Work to do: Extract, verbatim, all lines starting at the one containing "Reviewer note: make sure each instance of the stone column" and ending with the final line of the listing, and no others.

Data:
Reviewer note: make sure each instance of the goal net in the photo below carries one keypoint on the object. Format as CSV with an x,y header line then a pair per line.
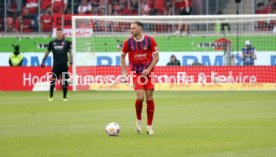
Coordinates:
x,y
227,52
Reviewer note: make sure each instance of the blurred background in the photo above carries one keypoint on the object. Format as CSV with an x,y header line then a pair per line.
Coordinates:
x,y
36,16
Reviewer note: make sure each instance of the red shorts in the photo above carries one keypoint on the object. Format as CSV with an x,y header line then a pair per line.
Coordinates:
x,y
142,82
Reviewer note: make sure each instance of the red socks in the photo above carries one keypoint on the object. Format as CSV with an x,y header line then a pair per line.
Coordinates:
x,y
139,107
150,111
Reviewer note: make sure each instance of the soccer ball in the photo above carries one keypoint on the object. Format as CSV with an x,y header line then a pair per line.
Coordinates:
x,y
112,129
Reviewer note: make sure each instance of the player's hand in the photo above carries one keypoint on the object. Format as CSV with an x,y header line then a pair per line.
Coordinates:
x,y
42,65
124,78
146,72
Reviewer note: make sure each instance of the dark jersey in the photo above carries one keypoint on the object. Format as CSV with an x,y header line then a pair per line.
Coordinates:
x,y
60,48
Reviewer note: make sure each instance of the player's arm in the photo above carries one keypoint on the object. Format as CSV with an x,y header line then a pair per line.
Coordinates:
x,y
123,58
70,53
46,55
153,63
123,64
254,56
155,53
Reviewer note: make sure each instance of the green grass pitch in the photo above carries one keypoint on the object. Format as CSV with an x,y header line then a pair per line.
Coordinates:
x,y
188,124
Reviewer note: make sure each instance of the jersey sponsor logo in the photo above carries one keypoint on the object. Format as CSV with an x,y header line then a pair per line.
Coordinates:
x,y
140,56
58,47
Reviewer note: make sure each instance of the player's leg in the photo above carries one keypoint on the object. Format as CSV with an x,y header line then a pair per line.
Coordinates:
x,y
139,106
140,93
150,110
65,77
55,76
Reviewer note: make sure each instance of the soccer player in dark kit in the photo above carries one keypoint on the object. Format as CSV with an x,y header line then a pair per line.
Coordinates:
x,y
60,47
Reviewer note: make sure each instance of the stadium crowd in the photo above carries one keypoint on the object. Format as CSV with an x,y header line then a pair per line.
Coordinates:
x,y
37,15
25,15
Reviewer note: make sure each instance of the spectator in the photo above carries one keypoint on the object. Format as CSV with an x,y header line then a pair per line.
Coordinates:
x,y
146,8
10,24
59,6
168,10
221,25
44,4
16,59
183,7
116,7
84,7
173,61
14,7
32,5
269,7
47,20
110,10
134,7
159,7
26,23
248,54
261,9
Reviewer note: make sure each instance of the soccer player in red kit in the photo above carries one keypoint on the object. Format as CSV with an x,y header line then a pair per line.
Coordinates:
x,y
143,55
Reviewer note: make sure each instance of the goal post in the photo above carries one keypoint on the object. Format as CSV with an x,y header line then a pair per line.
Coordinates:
x,y
213,51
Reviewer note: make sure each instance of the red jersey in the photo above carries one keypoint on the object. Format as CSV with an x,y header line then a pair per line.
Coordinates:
x,y
32,5
140,53
46,23
182,3
44,4
58,6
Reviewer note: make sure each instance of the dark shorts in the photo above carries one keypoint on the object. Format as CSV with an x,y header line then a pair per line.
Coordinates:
x,y
184,12
142,82
59,69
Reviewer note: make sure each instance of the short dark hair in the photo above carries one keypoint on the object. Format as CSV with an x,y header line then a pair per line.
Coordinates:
x,y
16,48
138,23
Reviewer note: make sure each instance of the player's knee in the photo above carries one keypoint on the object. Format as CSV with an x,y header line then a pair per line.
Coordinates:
x,y
140,98
149,98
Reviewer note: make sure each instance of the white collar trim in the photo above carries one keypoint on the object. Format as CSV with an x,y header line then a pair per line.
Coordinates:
x,y
139,40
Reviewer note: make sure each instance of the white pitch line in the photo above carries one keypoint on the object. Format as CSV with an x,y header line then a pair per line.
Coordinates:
x,y
89,126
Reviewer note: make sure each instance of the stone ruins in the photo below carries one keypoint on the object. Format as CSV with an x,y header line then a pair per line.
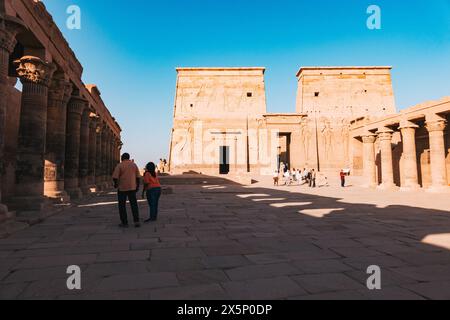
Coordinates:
x,y
345,118
57,138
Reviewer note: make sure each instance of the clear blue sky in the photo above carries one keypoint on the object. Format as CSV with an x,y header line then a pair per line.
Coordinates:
x,y
130,49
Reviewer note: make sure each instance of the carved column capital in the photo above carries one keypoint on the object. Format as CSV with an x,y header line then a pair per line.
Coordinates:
x,y
437,125
385,134
369,138
405,124
34,70
77,105
9,28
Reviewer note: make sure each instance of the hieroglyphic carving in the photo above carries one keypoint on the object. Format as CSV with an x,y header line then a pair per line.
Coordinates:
x,y
33,69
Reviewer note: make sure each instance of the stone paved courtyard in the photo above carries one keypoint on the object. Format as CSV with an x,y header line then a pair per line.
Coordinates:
x,y
218,240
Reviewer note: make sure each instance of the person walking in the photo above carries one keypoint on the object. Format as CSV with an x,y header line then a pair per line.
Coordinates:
x,y
152,188
276,178
126,179
342,174
313,176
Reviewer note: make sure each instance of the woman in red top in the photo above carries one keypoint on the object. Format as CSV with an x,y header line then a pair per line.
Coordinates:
x,y
152,187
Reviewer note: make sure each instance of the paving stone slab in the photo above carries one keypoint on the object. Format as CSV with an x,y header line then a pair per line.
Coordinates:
x,y
263,289
193,292
261,271
138,282
330,282
437,290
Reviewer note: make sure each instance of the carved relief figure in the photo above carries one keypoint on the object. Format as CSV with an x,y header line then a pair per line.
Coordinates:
x,y
345,135
306,134
327,135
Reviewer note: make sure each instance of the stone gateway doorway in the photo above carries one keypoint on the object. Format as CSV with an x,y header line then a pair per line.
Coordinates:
x,y
224,166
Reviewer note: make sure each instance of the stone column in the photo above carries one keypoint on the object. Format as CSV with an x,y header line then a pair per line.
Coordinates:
x,y
9,27
84,152
108,159
387,167
98,158
75,109
369,163
35,75
104,146
410,172
436,126
92,150
55,152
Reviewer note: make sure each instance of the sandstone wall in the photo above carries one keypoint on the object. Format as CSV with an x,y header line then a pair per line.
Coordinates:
x,y
346,92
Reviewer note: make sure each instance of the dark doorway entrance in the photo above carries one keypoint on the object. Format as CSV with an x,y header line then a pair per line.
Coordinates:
x,y
224,167
284,150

Output of the exercise:
Reviewer note: make sure each instance of the stone column in the photo above carries one keypoint on the object. Format as CSV with an x,y header line then a pair per line.
Coordinates:
x,y
9,27
84,152
108,159
387,167
98,158
75,109
369,163
35,75
104,146
410,172
436,126
92,150
55,152
Reviewer note: make sure each instance of the sandstone wall in the photo above carries one keypoint on the object. Format as CSV with an x,y header line then a pair per line.
Coordinates:
x,y
346,92
Reviewer note: make sure each instance of the dark doorway entrance in the photo above carries one keypoint on the object. Format as CSV with an x,y header line then a pair per line.
Coordinates:
x,y
224,167
284,150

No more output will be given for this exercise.